=== GIVEN RECORDS ===

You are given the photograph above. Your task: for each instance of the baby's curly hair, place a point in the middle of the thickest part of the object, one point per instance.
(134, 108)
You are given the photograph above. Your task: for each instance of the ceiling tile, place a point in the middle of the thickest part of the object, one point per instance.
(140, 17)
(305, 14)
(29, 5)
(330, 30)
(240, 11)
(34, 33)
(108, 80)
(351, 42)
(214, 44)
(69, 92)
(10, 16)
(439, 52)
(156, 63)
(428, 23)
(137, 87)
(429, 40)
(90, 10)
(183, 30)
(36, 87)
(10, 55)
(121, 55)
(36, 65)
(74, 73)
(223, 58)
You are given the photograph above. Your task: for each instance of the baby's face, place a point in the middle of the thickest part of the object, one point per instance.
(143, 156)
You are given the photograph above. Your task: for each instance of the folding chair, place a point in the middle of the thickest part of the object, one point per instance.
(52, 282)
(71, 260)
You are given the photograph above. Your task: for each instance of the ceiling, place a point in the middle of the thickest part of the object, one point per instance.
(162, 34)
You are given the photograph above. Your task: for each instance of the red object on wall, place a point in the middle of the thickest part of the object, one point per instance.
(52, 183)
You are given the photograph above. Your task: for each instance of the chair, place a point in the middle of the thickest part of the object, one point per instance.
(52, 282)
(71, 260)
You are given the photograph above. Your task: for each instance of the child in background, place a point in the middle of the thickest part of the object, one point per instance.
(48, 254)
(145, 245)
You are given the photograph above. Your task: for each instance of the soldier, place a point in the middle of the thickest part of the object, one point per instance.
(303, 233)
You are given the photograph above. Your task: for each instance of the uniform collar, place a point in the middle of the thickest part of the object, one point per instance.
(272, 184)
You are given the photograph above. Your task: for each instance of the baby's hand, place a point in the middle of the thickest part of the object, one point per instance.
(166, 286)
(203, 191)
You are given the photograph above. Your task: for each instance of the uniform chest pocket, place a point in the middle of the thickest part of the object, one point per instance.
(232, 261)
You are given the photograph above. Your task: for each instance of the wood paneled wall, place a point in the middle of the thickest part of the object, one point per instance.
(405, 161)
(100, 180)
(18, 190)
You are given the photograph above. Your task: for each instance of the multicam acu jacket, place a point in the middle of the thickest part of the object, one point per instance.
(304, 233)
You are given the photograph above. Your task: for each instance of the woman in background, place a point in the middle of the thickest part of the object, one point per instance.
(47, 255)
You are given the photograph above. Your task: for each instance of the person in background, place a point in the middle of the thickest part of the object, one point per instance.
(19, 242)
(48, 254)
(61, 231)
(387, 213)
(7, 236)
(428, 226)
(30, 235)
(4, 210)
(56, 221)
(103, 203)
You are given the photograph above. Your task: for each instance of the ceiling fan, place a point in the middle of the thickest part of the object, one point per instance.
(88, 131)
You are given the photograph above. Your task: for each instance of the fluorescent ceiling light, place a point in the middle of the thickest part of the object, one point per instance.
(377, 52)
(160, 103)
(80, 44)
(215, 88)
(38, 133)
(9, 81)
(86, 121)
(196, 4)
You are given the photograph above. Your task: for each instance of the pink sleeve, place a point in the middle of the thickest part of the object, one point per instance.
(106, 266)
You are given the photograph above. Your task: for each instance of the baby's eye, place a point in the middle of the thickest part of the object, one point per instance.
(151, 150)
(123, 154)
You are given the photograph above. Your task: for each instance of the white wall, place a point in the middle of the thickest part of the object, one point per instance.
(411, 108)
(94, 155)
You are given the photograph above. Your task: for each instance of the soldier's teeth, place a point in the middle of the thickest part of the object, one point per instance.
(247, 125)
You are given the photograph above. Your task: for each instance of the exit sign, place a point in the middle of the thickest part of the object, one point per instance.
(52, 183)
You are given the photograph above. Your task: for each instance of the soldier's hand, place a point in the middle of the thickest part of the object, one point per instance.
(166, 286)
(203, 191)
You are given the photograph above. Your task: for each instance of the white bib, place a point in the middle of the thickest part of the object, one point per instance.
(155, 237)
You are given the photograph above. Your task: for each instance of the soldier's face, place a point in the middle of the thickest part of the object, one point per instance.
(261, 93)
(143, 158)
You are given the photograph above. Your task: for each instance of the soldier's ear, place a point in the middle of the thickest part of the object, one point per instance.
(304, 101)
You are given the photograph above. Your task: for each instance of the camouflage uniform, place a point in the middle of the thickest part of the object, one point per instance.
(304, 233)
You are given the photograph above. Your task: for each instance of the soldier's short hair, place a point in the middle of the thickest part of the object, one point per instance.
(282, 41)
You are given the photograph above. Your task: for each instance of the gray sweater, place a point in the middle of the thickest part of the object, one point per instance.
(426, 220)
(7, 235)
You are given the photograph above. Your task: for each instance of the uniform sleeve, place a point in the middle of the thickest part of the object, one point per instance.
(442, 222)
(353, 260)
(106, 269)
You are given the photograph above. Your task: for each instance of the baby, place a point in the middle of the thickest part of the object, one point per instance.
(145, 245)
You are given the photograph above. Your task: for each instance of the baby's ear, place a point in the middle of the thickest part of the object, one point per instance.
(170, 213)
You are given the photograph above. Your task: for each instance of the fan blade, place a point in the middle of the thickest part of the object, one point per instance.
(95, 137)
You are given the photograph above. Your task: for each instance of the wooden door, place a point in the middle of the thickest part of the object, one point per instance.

===

→ **WHAT IS EXPECTED**
Express every line of the records above as a Markdown table with two columns, Row and Text, giving each line a row number and leaving out blank lines.

→ **FULL SOLUTION**
| Row | Text |
|---|---|
| 1 | You are given the photograph above. Your task: for each instance of the baby's curly hair, place a point in the middle of the thickest part of the object, one point per instance. |
| 2 | (134, 108) |
| 3 | You are given the photograph above. Your task: for each instance of the ceiling tile, place a point in the middle of the thickest part of the object, one point per instance. |
| 4 | (140, 17) |
| 5 | (305, 14) |
| 6 | (29, 5) |
| 7 | (330, 30) |
| 8 | (240, 11) |
| 9 | (34, 33) |
| 10 | (108, 80) |
| 11 | (351, 42) |
| 12 | (214, 44) |
| 13 | (69, 92) |
| 14 | (10, 16) |
| 15 | (439, 52) |
| 16 | (156, 63) |
| 17 | (428, 23) |
| 18 | (137, 87) |
| 19 | (429, 40) |
| 20 | (90, 10) |
| 21 | (183, 30) |
| 22 | (36, 87) |
| 23 | (10, 55) |
| 24 | (121, 55) |
| 25 | (36, 65) |
| 26 | (74, 73) |
| 27 | (223, 58) |
| 28 | You are given the photograph above. Your task: for each instance of the baby's face, place a point in the middle of the thickest part of the object, one point per instance. |
| 29 | (143, 156) |
| 30 | You are given the photograph above. Your task: for each instance of the folding chair, place a point in the middle of the thickest part of the object, one point per instance. |
| 31 | (52, 282) |
| 32 | (71, 260) |
| 33 | You are given the photograph above. Your task: for each instance of the ceiling, place a point in the middle of the thickest part of the object, one point per instance. |
| 34 | (162, 34) |
| 35 | You are given the photograph above. Your task: for each instance of the red object on wall, place a point in the middle of the thickest part of the object, one point per instance. |
| 36 | (52, 183) |
| 37 | You are given the photograph above. Your task: for each instance of the chair, place a point in the middle of the thickest part of the object, one point per instance. |
| 38 | (52, 282) |
| 39 | (71, 260) |
| 40 | You are given the photograph above. Your task: for each instance of the child in background, place a point in the middle of the thickest part of the object, one point per instance. |
| 41 | (48, 254) |
| 42 | (145, 245) |
| 43 | You are given the photograph above. Your task: for each instance of the soldier, place a point in the middle of the thickest part of the object, one point per instance. |
| 44 | (303, 233) |
| 45 | You are given the photograph above. Your task: for each instance of the uniform collar, place a point in the middle of the thickest part of the object, one point per instance. |
| 46 | (272, 184) |
| 47 | You are given the photograph above. Your task: for each instance of the baby's hand, place a point in the middle of the thickest part of the object, one point per instance. |
| 48 | (166, 286) |
| 49 | (203, 191) |
| 50 | You are given the photograph above. Your task: for each instance of the uniform chest pocket, place a point in the middle of the thickest part of the object, one point per instance. |
| 51 | (232, 261) |
| 52 | You are given the photograph above. Your task: for each instance of the wood paneled wall, place a point in the middle of the thickest part of the object, one point per instance. |
| 53 | (405, 161) |
| 54 | (100, 180) |
| 55 | (18, 190) |
| 56 | You are given the photograph above. Your task: for each instance of the multicam acu jacket, place a point in the middle of the thickest part of the object, one point per instance. |
| 57 | (304, 233) |
| 58 | You are given the photograph above. Your task: for each instance of the woman in background, place a point in the middle of the thickest part of the object, one point per instance. |
| 59 | (47, 255) |
| 60 | You are given the photograph above. Your task: for each instance of the person in background, place a point in the middle of the thickest part of the object, one point per instance. |
| 61 | (19, 242) |
| 62 | (48, 254) |
| 63 | (61, 231) |
| 64 | (387, 213) |
| 65 | (7, 236) |
| 66 | (428, 226) |
| 67 | (30, 235) |
| 68 | (4, 210) |
| 69 | (56, 221) |
| 70 | (103, 203) |
| 71 | You are given the photograph above. Your task: for each instance of the ceiling fan, place a point in the middle of the thickest part of the object, one point per instance. |
| 72 | (88, 131) |
| 73 | You are given the photograph above. Your task: for each instance of the fluorescent ceiling light, place a point in the middle of the thickest part of the object, one point per instance. |
| 74 | (377, 52) |
| 75 | (160, 103) |
| 76 | (80, 44) |
| 77 | (215, 88) |
| 78 | (38, 133) |
| 79 | (9, 81) |
| 80 | (86, 121) |
| 81 | (196, 4) |
| 82 | You are given the photograph above. Your task: for each instance of the pink sleeve, place a point in the middle of the thickest part of the object, one point per instance. |
| 83 | (106, 266) |
| 84 | You are given the photograph above. Your task: for each instance of the baby's eye, place a point in the middle of the thickest part of the object, one point per instance. |
| 85 | (151, 150) |
| 86 | (123, 154) |
| 87 | You are given the photograph above. Your task: for each instance of the white wall, place a point in the middle of the thickest part of the object, one point per instance. |
| 88 | (411, 108) |
| 89 | (94, 155) |
| 90 | You are given the photograph above. Your task: for each instance of the soldier's teeth, place a point in the middle of the thickest part of the object, one point per instance. |
| 91 | (247, 125) |
| 92 | You are given the photograph above. Your task: for each instance of the exit sign, place a point in the middle of the thickest part of the object, one point per instance. |
| 93 | (52, 183) |
| 94 | You are given the photograph above. Your task: for each instance of the soldier's hand, place a point in the middle of the thickest part of the object, one point per instance. |
| 95 | (166, 286) |
| 96 | (203, 191) |
| 97 | You are given the photograph above. Your task: for each instance of the white bib, place a point in the middle of the thickest part of the object, one point per instance. |
| 98 | (155, 237) |
| 99 | You are given the photograph above. Your task: for each instance of the soldier's face, place a point in the middle of the thickest part of the object, one point per instance. |
| 100 | (261, 93) |
| 101 | (143, 158) |
| 102 | You are given the photograph above. Your task: for each instance of the soldier's ear, place a point in the middle of the thickest part of the object, one point per instance. |
| 103 | (304, 101) |
| 104 | You are given the photograph above. Your task: for each instance of the camouflage uniform, place a point in the middle of the thickest part of the object, one point per instance. |
| 105 | (304, 233) |
| 106 | You are given the photograph above. Your task: for each instance of the soldier's short hair, place a point in the middle of the thickest part of the object, one point per instance. |
| 107 | (282, 41) |
| 108 | You are given the photograph above. Your task: for each instance of the gray sweater, place a point in the middle of the thickest part of the object, one point per instance. |
| 109 | (426, 220) |
| 110 | (7, 235) |
| 111 | You are given the photograph above. Your task: for each instance of the uniform sleeve, place a point in the middle of the thickest part of the object, one point per instance. |
| 112 | (442, 222) |
| 113 | (353, 260) |
| 114 | (106, 269) |
| 115 | You are given the photograph above. Your task: for each instance of the baby, place a point in the middle of the thickest part of the object, one point per instance. |
| 116 | (145, 245) |
| 117 | You are given the photograph above. Your task: for each instance of the baby's ear, place a point in the middle of the thickest part of the object, one point per instance. |
| 118 | (170, 213) |
| 119 | You are given the photograph above. Your task: for each instance of the fan blade, place a point in the middle of the thickest part of the object, one point per instance. |
| 120 | (95, 137) |
| 121 | You are given the photograph above. Your task: for each instance of the wooden door, place a point in the middle of the thickest part of the object, one point per instance. |